Format the stretch of items below, from the line containing "of the fluorescent" through the end of the items, as a numbered list with blank lines omitted.

Material to process:
____

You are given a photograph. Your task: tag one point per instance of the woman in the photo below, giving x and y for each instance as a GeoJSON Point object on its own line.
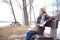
{"type": "Point", "coordinates": [38, 29]}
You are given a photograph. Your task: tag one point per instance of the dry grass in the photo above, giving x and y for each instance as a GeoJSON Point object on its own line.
{"type": "Point", "coordinates": [12, 30]}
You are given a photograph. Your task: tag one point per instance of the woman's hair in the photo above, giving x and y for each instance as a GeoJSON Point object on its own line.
{"type": "Point", "coordinates": [44, 11]}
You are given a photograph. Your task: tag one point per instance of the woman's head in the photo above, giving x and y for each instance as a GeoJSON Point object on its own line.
{"type": "Point", "coordinates": [42, 10]}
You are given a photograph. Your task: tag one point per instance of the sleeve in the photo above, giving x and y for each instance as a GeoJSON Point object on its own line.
{"type": "Point", "coordinates": [38, 19]}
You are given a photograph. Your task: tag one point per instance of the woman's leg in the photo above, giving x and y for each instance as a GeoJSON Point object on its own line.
{"type": "Point", "coordinates": [30, 34]}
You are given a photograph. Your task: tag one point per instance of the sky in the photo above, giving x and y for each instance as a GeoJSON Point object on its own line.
{"type": "Point", "coordinates": [6, 13]}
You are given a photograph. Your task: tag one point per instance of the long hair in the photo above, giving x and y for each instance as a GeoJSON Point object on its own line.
{"type": "Point", "coordinates": [44, 11]}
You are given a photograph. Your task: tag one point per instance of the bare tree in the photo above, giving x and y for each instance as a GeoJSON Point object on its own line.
{"type": "Point", "coordinates": [25, 13]}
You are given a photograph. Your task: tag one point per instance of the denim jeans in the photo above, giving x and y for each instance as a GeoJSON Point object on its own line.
{"type": "Point", "coordinates": [30, 34]}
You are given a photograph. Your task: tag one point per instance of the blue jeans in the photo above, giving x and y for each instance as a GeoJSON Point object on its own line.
{"type": "Point", "coordinates": [30, 34]}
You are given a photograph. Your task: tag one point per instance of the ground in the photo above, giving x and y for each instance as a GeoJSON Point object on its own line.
{"type": "Point", "coordinates": [12, 32]}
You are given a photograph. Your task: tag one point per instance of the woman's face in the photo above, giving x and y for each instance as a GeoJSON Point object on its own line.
{"type": "Point", "coordinates": [42, 10]}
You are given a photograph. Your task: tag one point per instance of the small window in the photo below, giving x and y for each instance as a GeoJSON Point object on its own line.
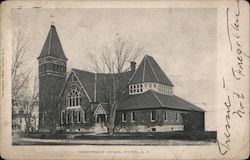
{"type": "Point", "coordinates": [83, 116]}
{"type": "Point", "coordinates": [152, 115]}
{"type": "Point", "coordinates": [123, 117]}
{"type": "Point", "coordinates": [132, 116]}
{"type": "Point", "coordinates": [72, 116]}
{"type": "Point", "coordinates": [166, 116]}
{"type": "Point", "coordinates": [62, 117]}
{"type": "Point", "coordinates": [68, 117]}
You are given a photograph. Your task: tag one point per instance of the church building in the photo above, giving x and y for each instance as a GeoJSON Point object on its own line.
{"type": "Point", "coordinates": [82, 101]}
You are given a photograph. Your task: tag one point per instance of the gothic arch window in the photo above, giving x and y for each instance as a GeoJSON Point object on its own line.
{"type": "Point", "coordinates": [73, 97]}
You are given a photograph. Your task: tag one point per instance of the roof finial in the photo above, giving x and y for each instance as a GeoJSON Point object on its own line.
{"type": "Point", "coordinates": [52, 20]}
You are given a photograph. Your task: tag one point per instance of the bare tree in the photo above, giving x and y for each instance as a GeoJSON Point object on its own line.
{"type": "Point", "coordinates": [24, 98]}
{"type": "Point", "coordinates": [114, 59]}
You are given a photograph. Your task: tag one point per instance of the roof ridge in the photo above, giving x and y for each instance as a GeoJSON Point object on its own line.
{"type": "Point", "coordinates": [153, 70]}
{"type": "Point", "coordinates": [157, 98]}
{"type": "Point", "coordinates": [50, 32]}
{"type": "Point", "coordinates": [83, 87]}
{"type": "Point", "coordinates": [143, 74]}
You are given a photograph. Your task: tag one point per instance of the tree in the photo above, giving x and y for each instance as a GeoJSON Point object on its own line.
{"type": "Point", "coordinates": [24, 97]}
{"type": "Point", "coordinates": [114, 59]}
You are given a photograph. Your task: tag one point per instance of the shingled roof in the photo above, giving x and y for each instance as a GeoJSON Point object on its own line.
{"type": "Point", "coordinates": [151, 99]}
{"type": "Point", "coordinates": [149, 71]}
{"type": "Point", "coordinates": [103, 83]}
{"type": "Point", "coordinates": [52, 46]}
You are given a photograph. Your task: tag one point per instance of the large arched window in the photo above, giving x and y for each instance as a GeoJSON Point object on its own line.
{"type": "Point", "coordinates": [73, 98]}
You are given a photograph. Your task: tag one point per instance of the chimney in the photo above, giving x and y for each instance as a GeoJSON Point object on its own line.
{"type": "Point", "coordinates": [132, 66]}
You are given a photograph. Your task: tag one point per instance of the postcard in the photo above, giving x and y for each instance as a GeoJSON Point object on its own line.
{"type": "Point", "coordinates": [125, 79]}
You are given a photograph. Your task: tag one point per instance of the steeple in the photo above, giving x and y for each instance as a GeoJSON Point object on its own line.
{"type": "Point", "coordinates": [52, 46]}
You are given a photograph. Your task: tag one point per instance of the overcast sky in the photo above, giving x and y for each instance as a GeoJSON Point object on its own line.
{"type": "Point", "coordinates": [182, 41]}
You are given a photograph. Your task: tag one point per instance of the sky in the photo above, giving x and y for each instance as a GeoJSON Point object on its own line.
{"type": "Point", "coordinates": [182, 41]}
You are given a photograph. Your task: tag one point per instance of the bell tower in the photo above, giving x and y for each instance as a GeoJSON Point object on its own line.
{"type": "Point", "coordinates": [52, 75]}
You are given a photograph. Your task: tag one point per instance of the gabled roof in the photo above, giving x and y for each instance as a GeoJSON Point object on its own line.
{"type": "Point", "coordinates": [100, 83]}
{"type": "Point", "coordinates": [149, 71]}
{"type": "Point", "coordinates": [52, 46]}
{"type": "Point", "coordinates": [151, 99]}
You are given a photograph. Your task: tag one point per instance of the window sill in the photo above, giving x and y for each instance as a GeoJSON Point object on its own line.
{"type": "Point", "coordinates": [73, 107]}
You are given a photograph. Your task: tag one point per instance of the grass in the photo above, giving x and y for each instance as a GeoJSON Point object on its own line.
{"type": "Point", "coordinates": [191, 135]}
{"type": "Point", "coordinates": [180, 135]}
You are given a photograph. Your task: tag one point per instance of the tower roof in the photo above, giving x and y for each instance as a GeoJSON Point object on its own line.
{"type": "Point", "coordinates": [52, 46]}
{"type": "Point", "coordinates": [149, 71]}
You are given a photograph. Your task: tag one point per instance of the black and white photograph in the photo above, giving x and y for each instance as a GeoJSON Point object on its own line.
{"type": "Point", "coordinates": [122, 76]}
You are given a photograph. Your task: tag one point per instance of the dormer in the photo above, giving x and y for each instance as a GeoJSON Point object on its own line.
{"type": "Point", "coordinates": [149, 76]}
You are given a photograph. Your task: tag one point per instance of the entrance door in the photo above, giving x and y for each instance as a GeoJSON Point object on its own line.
{"type": "Point", "coordinates": [101, 118]}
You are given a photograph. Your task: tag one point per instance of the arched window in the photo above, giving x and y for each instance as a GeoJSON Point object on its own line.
{"type": "Point", "coordinates": [73, 98]}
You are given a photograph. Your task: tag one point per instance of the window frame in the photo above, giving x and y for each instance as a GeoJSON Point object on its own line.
{"type": "Point", "coordinates": [166, 116]}
{"type": "Point", "coordinates": [151, 116]}
{"type": "Point", "coordinates": [132, 116]}
{"type": "Point", "coordinates": [124, 117]}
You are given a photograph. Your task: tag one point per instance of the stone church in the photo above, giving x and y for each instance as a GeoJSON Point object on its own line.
{"type": "Point", "coordinates": [80, 101]}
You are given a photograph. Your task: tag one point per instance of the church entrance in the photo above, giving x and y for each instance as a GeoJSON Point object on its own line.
{"type": "Point", "coordinates": [100, 120]}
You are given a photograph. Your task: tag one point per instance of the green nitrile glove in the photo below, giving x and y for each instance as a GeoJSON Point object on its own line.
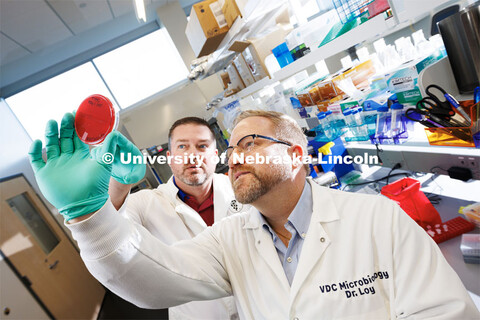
{"type": "Point", "coordinates": [126, 173]}
{"type": "Point", "coordinates": [71, 180]}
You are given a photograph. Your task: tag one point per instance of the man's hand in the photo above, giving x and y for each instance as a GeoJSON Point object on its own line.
{"type": "Point", "coordinates": [71, 180]}
{"type": "Point", "coordinates": [125, 173]}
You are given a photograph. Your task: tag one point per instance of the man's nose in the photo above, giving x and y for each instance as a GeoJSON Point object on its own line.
{"type": "Point", "coordinates": [234, 158]}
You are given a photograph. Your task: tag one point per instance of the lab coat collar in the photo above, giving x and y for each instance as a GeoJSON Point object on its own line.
{"type": "Point", "coordinates": [323, 208]}
{"type": "Point", "coordinates": [224, 202]}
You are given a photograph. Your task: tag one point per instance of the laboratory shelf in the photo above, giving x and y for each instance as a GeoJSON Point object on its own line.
{"type": "Point", "coordinates": [366, 31]}
{"type": "Point", "coordinates": [257, 86]}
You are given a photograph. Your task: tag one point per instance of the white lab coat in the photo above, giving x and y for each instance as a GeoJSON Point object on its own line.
{"type": "Point", "coordinates": [351, 238]}
{"type": "Point", "coordinates": [169, 219]}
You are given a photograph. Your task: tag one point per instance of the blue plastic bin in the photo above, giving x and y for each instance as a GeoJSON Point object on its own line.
{"type": "Point", "coordinates": [283, 55]}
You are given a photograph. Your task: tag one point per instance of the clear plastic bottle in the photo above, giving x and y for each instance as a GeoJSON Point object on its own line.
{"type": "Point", "coordinates": [326, 126]}
{"type": "Point", "coordinates": [382, 131]}
{"type": "Point", "coordinates": [396, 122]}
{"type": "Point", "coordinates": [361, 127]}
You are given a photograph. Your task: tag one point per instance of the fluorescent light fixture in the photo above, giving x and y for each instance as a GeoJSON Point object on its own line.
{"type": "Point", "coordinates": [140, 10]}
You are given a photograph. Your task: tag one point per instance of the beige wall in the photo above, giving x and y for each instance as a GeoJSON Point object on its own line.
{"type": "Point", "coordinates": [148, 124]}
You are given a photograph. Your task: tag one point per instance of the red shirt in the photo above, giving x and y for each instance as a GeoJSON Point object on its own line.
{"type": "Point", "coordinates": [204, 209]}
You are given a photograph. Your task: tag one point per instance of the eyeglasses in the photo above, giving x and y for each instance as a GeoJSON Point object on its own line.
{"type": "Point", "coordinates": [247, 143]}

____

Complete answer:
1. You are given a photograph. Your task: tag one point per instance of the fluorescent light fixture in the photo above, giving x and y for each instance as a GeoJSON Point object on its own line.
2. {"type": "Point", "coordinates": [140, 10]}
3. You are given a photograph. Your task: tag one point per instance of the beige wall in the photo above, giving x and y for each instance as a GeoJSON Point object on its own line.
4. {"type": "Point", "coordinates": [148, 124]}
5. You are given a photograph. Your task: tag one point per instance of the red shirt in the photo above, giving x and y for each instance as a GeoJSON Point object on its own line.
6. {"type": "Point", "coordinates": [204, 209]}
7. You are given a photograph. Your task: tag one point per instance of the eyeglasses in the photo above, giving x and y for each instance as a GeoJSON Point object on its own line.
8. {"type": "Point", "coordinates": [247, 143]}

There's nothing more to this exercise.